- Written request
Please rewrite the records starting at the beginning and ending at the line containing "[(932, 116), (104, 146)]", replacing "utility pole" with "telephone pole" and keeping everything else the same.

"""

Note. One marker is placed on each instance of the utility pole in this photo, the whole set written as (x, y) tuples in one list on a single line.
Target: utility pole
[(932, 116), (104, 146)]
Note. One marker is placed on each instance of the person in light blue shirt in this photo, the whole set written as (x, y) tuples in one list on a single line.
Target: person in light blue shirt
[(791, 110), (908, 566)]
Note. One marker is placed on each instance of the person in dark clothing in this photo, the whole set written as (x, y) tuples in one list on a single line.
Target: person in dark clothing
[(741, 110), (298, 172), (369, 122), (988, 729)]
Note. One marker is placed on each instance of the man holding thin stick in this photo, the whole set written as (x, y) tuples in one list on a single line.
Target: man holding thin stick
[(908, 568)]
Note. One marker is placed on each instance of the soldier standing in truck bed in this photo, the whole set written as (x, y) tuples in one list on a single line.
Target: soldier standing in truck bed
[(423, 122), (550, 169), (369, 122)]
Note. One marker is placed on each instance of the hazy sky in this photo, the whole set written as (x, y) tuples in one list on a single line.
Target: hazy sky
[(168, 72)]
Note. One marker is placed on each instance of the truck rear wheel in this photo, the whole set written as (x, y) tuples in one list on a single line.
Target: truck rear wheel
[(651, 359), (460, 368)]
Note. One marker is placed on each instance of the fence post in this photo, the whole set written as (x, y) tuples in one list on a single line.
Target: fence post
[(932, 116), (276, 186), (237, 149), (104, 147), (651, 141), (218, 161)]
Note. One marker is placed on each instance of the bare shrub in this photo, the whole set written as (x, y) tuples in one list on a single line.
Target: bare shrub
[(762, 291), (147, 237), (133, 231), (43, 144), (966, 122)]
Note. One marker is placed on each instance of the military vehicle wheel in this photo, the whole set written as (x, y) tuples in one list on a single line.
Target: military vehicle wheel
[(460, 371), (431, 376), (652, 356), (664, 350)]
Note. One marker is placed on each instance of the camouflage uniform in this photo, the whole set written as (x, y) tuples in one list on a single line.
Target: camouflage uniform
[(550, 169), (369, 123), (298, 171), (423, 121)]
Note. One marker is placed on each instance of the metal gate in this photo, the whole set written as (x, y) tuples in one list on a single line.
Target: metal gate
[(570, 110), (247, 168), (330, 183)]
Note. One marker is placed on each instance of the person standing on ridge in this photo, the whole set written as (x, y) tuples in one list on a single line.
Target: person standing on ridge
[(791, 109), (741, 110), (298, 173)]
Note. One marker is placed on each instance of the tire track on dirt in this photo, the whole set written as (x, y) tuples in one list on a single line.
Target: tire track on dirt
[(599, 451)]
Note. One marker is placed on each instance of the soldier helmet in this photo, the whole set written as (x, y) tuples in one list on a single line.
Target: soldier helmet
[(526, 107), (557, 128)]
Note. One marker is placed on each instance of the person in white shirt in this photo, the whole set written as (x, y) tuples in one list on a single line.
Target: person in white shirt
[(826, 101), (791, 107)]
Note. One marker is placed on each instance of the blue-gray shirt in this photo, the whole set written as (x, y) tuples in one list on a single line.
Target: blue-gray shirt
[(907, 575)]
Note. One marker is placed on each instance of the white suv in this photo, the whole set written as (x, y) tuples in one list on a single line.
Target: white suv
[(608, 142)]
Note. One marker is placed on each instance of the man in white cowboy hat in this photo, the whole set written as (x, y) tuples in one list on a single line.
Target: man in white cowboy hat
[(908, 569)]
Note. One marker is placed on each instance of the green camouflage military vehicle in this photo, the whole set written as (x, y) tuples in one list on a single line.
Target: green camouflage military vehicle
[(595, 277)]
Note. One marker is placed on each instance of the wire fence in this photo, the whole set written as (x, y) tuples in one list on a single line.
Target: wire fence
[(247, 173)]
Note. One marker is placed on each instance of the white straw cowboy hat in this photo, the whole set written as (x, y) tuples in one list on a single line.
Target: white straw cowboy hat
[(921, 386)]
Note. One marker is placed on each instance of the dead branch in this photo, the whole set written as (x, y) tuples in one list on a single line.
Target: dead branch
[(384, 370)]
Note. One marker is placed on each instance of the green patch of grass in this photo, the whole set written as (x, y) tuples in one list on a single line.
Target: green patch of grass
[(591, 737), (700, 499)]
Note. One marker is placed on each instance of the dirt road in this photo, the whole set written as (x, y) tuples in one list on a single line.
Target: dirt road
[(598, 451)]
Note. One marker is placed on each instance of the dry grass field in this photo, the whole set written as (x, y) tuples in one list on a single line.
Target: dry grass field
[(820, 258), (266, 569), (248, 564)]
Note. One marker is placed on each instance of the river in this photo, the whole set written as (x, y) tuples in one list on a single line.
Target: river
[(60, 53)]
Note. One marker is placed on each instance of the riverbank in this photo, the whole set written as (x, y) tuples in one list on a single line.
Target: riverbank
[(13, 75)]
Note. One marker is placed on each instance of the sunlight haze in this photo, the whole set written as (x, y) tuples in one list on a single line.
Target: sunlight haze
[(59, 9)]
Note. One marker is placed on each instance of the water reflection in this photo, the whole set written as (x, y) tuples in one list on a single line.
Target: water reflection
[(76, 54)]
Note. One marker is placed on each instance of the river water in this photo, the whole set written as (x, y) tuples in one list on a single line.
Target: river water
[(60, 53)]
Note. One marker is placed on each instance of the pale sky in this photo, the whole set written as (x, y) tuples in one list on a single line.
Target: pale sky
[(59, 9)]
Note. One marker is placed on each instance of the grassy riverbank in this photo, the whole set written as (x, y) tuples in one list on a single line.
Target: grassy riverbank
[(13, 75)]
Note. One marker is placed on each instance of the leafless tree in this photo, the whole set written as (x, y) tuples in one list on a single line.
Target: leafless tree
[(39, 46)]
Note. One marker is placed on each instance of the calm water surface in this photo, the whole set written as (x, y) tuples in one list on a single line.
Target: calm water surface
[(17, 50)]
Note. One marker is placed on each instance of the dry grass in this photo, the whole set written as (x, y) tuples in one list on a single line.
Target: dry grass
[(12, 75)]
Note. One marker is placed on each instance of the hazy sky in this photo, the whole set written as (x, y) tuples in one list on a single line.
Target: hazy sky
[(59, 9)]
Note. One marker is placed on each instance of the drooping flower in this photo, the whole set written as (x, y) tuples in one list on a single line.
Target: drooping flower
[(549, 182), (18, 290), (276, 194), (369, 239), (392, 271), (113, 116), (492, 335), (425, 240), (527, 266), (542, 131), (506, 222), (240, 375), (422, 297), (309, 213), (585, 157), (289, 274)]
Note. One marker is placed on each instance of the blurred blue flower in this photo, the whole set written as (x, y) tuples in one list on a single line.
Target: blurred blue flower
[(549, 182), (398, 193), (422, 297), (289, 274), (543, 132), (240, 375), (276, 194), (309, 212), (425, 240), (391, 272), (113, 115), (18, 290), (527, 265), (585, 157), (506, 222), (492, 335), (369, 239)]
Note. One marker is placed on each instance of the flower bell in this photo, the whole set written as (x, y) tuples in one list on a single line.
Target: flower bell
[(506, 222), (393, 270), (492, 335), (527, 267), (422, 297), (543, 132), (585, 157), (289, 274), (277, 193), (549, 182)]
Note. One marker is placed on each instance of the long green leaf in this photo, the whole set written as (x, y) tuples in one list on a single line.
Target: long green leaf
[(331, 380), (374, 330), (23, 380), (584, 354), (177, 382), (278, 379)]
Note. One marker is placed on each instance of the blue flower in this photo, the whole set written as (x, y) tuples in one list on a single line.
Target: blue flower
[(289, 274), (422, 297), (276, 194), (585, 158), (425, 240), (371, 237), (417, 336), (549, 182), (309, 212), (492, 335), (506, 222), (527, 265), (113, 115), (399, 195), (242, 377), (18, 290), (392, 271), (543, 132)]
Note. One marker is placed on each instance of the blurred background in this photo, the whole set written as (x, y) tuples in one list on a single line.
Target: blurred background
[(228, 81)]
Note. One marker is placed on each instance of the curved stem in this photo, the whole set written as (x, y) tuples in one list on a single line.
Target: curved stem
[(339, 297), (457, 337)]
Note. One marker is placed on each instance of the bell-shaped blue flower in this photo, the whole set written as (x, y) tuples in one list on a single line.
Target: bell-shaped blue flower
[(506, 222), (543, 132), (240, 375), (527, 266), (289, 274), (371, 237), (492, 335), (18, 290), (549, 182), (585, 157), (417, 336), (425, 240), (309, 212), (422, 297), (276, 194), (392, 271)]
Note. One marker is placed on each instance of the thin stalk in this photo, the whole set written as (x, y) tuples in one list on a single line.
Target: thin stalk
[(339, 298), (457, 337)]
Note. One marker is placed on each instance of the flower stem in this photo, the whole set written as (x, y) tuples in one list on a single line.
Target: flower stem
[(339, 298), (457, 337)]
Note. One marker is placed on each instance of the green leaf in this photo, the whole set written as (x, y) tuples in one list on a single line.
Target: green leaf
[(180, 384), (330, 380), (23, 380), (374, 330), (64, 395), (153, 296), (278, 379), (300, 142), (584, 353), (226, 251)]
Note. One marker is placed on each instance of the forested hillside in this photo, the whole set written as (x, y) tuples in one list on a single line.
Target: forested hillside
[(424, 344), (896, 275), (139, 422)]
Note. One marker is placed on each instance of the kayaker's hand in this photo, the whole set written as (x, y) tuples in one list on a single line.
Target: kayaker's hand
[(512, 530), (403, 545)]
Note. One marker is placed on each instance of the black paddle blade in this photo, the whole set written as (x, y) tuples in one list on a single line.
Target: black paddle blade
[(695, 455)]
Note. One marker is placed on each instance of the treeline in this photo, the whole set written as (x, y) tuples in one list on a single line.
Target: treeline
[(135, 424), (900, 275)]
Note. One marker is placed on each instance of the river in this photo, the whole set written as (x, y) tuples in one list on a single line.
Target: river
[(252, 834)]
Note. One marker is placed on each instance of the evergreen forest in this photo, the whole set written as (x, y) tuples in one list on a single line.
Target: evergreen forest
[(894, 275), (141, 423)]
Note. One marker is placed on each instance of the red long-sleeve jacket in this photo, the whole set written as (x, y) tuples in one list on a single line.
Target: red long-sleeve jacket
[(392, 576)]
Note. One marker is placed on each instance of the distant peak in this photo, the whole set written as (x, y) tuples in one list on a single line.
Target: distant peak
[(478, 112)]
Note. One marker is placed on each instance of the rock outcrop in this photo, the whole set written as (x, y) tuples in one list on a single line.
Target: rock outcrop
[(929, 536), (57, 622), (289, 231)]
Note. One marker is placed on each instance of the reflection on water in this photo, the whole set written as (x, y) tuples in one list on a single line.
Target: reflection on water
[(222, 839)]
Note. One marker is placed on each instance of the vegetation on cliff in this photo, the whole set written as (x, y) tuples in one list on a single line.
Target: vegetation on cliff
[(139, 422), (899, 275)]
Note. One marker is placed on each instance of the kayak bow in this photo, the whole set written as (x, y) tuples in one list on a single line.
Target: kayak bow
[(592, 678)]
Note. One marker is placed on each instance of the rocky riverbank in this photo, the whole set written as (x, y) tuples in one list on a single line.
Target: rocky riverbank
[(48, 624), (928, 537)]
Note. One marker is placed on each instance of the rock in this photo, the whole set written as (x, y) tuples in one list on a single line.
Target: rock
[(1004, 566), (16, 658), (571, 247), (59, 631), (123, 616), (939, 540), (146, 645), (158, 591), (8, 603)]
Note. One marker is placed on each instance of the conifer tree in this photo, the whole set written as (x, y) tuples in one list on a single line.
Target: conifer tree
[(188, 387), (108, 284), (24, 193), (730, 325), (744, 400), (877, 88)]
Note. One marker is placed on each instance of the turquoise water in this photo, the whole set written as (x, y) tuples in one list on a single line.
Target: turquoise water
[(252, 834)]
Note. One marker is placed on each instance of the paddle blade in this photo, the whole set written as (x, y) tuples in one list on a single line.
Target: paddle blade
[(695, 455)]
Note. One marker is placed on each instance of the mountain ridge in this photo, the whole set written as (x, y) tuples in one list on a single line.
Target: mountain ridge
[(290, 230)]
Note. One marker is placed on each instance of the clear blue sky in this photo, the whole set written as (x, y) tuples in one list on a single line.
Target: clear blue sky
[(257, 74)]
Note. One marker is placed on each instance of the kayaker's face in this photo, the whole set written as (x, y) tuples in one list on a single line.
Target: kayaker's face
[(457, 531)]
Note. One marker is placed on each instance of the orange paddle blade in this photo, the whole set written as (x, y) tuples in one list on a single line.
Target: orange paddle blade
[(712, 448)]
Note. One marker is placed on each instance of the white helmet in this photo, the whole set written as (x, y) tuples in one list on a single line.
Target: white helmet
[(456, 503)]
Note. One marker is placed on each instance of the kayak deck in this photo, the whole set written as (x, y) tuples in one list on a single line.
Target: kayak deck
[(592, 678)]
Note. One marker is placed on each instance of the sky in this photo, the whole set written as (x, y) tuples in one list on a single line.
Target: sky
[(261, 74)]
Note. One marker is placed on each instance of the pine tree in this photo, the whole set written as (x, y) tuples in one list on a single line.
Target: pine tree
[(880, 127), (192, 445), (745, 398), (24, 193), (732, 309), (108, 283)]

"""

- Result for this task
Note. One marker is placed on each instance of the telephone pole in this photo, the whole set written as (x, y) tuples in one list on a single line.
Target: telephone pole
[(932, 116), (104, 146)]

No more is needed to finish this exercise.